-- START OF EXTRACTED DATA --
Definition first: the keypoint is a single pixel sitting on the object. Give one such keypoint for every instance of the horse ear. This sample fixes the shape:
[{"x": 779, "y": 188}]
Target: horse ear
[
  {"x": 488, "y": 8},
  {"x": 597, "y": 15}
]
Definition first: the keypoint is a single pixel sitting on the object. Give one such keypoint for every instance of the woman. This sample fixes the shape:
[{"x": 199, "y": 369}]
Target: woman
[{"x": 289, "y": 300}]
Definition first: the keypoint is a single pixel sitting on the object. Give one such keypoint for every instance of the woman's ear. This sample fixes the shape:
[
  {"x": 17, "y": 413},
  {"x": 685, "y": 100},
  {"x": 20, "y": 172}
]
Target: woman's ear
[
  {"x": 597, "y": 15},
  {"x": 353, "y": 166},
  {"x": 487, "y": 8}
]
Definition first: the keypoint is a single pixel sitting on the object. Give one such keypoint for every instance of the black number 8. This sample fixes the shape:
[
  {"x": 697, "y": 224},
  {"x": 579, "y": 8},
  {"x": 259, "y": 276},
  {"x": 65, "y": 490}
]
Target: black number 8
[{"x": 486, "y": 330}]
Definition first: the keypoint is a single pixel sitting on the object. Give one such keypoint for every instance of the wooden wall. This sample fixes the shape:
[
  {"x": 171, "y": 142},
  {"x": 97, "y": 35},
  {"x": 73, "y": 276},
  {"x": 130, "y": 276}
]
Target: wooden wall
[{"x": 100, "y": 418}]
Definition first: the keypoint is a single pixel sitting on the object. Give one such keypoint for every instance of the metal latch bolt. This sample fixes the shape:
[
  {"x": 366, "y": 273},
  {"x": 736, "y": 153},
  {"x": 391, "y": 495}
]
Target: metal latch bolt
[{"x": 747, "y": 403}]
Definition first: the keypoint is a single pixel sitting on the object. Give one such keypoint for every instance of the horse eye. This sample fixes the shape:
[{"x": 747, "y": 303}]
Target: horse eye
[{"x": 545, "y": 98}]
-- END OF EXTRACTED DATA --
AIM OF THE TASK
Starting at the line that contains "of the metal", copy each line exactly through the end of the listing above. Include that first line and the last one, and add nothing.

SOLUTION TO THE EXERCISE
Definition first: the keypoint is a single pixel sitting on the object. Give one such keypoint for every instance of the metal latch bolt. This sample fixes the shape:
[
  {"x": 366, "y": 273},
  {"x": 736, "y": 153},
  {"x": 391, "y": 495}
]
Target: metal latch bolt
[{"x": 747, "y": 403}]
Definition first: the keypoint is a single pixel sitting on the object. Give one such keypoint for every instance of the horse eye. This sample fixes the shape:
[{"x": 747, "y": 303}]
Target: horse eye
[{"x": 545, "y": 98}]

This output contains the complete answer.